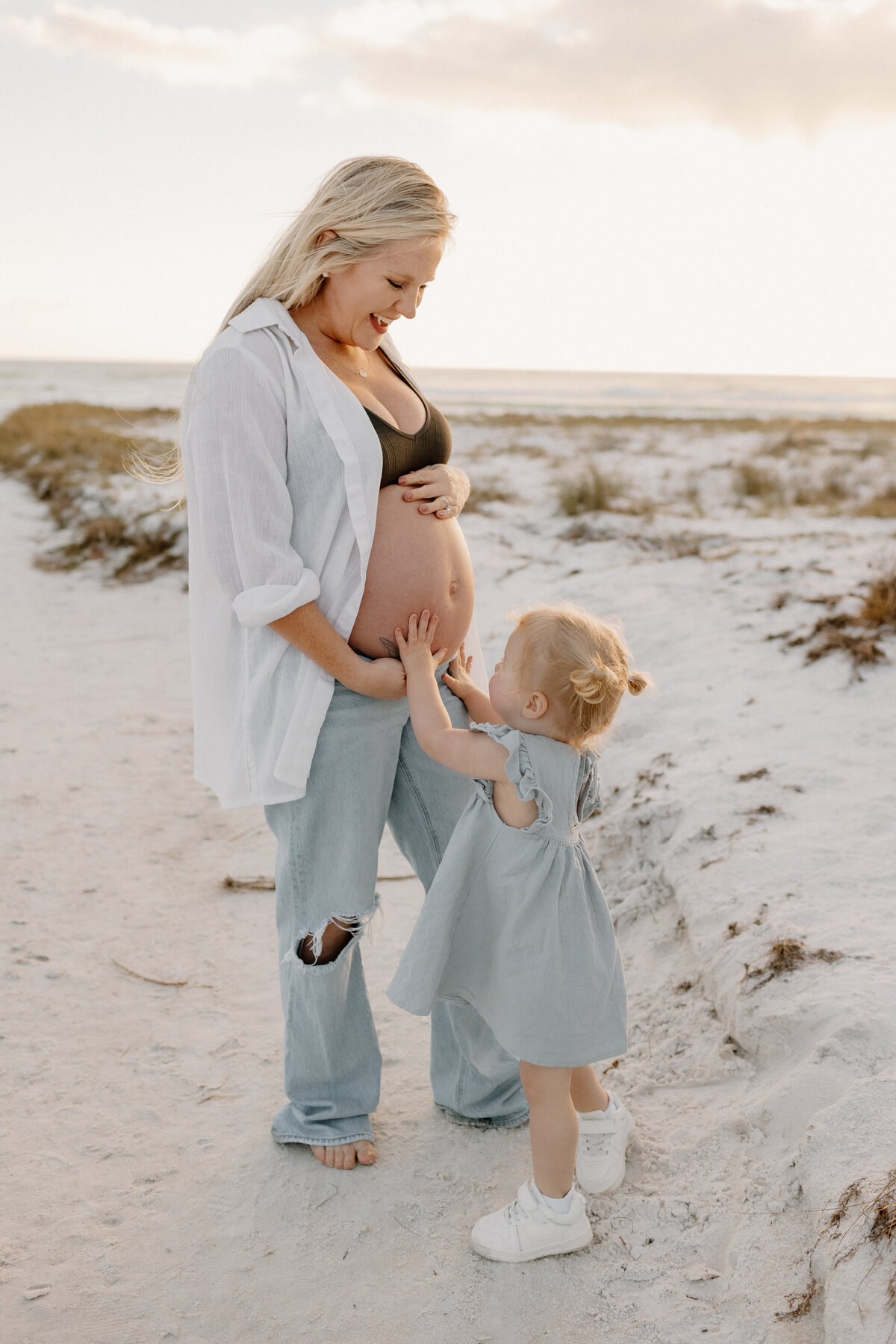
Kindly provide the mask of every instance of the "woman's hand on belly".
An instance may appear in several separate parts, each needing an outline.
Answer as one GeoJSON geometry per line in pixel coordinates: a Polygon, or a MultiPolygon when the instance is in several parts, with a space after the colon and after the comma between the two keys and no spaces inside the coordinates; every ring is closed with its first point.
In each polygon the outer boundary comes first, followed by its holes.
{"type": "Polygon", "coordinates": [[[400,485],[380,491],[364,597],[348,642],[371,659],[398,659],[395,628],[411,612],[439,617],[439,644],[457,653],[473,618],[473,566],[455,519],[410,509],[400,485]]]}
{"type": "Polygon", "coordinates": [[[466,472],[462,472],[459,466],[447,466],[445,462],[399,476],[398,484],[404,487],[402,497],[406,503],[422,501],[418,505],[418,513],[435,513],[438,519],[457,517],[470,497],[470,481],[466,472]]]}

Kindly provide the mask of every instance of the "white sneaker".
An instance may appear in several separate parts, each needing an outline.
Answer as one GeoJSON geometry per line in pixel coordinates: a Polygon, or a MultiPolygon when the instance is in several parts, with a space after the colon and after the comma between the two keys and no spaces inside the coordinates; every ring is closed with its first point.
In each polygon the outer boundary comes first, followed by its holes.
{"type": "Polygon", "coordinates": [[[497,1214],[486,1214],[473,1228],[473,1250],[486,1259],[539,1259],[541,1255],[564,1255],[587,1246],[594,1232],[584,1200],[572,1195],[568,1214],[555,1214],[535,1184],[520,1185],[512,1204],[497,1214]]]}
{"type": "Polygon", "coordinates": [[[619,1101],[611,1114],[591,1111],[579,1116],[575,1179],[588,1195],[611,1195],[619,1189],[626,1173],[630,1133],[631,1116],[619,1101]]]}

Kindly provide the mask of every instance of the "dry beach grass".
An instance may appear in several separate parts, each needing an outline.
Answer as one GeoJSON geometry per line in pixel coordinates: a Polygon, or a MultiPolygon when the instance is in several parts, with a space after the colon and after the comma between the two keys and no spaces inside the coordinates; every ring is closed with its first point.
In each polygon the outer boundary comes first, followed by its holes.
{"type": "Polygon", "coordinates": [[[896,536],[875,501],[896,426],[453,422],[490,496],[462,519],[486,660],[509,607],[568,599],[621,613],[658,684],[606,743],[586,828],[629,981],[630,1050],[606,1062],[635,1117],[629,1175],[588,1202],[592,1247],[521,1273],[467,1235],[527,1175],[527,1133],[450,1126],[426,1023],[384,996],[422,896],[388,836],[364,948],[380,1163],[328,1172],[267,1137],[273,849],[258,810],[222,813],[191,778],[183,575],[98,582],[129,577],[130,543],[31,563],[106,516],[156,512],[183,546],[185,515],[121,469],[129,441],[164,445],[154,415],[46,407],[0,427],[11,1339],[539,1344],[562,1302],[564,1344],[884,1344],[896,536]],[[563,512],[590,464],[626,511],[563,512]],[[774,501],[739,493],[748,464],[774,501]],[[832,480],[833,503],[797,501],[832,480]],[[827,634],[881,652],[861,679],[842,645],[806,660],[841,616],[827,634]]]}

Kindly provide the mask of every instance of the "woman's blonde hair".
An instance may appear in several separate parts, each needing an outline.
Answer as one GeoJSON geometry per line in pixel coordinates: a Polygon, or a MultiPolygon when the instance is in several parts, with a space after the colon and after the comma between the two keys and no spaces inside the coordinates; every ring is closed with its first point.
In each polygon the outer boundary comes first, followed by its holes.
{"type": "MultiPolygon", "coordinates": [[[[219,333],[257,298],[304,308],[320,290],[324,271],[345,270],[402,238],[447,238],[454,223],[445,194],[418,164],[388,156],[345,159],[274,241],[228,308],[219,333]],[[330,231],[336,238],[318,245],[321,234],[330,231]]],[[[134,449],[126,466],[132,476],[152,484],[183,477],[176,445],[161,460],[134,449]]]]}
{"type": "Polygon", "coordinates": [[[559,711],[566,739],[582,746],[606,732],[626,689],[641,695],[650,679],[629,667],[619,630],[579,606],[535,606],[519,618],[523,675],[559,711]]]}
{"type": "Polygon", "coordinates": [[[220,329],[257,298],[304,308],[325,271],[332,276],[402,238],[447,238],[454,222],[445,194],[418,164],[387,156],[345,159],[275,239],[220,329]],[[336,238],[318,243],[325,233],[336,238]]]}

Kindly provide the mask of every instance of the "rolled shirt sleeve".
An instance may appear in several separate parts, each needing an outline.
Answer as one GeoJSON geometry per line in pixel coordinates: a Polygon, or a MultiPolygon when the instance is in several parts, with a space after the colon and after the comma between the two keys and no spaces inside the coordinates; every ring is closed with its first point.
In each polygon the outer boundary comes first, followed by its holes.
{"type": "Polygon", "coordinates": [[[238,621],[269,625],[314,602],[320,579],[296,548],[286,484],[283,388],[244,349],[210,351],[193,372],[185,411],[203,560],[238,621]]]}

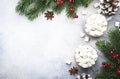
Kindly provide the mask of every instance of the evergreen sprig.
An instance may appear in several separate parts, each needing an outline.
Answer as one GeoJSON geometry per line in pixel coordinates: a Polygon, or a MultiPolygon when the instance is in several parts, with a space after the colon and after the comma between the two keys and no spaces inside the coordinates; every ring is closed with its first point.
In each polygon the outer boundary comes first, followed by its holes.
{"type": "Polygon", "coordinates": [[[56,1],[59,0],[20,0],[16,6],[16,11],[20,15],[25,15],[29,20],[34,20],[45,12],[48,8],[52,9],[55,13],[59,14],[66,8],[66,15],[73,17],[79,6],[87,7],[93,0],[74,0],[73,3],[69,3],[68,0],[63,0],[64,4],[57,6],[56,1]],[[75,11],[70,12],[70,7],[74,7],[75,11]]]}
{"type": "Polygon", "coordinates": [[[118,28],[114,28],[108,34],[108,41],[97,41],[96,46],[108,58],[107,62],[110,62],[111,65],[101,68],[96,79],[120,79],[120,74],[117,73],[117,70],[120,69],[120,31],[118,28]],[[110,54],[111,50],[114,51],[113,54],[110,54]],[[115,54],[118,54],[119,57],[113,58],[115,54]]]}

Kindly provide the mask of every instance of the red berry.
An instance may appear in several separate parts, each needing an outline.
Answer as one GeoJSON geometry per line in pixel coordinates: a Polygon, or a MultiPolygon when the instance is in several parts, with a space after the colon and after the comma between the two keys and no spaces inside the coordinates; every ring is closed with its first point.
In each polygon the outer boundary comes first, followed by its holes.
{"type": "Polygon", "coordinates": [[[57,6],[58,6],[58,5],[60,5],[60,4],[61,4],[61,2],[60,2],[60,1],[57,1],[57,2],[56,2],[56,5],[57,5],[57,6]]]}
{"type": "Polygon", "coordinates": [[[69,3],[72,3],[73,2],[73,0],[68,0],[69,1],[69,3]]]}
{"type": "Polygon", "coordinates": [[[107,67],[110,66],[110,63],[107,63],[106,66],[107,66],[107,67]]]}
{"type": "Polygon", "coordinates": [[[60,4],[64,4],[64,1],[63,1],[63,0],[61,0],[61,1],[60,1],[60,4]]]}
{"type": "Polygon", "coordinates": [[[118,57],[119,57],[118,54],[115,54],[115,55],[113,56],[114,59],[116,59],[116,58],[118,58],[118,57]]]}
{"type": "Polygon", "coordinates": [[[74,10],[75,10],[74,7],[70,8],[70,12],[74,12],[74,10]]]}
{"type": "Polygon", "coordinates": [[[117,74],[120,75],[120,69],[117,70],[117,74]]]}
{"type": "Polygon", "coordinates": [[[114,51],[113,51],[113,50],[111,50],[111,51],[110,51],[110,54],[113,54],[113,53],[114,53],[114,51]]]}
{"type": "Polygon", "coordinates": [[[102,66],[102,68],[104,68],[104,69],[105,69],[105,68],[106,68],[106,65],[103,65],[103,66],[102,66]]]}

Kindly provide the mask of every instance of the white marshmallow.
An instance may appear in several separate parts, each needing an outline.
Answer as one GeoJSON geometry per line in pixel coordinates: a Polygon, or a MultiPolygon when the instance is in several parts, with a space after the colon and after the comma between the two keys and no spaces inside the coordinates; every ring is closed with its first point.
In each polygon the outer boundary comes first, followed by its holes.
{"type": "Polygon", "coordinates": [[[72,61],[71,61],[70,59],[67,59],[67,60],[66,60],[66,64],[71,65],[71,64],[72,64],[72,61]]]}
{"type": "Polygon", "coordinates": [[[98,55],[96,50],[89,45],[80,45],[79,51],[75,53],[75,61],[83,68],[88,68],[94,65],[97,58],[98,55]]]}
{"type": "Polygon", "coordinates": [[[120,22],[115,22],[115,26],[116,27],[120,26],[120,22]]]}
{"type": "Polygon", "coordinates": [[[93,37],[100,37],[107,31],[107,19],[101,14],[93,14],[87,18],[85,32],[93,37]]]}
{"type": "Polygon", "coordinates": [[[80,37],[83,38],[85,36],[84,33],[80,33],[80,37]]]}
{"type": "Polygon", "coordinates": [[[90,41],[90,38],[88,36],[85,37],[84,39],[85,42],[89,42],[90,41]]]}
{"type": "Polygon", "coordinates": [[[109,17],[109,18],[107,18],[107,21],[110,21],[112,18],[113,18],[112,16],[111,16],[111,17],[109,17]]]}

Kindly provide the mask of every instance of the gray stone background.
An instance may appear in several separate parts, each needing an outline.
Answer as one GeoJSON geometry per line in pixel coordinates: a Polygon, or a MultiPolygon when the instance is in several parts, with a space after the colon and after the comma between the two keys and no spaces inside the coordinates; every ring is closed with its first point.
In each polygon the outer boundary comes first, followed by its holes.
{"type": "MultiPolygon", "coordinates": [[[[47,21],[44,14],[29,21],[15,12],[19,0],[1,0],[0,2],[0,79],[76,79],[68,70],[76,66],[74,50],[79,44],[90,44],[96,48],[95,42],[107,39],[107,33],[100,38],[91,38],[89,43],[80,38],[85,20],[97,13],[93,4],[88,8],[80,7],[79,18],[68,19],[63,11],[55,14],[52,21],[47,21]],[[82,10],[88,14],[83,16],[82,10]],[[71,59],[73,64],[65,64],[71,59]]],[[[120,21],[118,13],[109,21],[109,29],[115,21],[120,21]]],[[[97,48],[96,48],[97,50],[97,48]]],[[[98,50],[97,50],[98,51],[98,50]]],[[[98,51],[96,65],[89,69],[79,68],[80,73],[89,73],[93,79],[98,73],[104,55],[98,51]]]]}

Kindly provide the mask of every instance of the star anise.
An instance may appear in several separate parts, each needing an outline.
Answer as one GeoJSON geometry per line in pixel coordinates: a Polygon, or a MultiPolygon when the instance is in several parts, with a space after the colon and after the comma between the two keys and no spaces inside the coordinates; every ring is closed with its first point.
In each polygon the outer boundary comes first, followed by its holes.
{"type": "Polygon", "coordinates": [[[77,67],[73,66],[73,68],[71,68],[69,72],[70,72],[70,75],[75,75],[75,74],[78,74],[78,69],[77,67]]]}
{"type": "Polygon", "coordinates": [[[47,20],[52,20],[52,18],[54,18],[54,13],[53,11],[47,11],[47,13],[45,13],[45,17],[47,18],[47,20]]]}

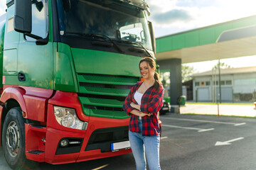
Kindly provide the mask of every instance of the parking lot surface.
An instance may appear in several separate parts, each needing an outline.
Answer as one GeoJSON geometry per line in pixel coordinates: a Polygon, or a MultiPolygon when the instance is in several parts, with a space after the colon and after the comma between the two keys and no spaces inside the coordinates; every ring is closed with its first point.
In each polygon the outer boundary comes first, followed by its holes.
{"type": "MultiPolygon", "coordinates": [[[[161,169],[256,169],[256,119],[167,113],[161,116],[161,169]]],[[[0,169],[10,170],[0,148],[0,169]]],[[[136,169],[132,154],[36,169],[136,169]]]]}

_ _ _ _

◆ AUFGABE
Zieh aus den Einträgen oben jede Zeile heraus, in der das Wort „woman“ vorkommt. Groß- und Kleinschreibung zählt.

◆ ERGEBNIS
Kindly provide the mask of every instance of the "woman's hand on belly".
Kindly provide the mask of every instance of the "woman's blonde hair".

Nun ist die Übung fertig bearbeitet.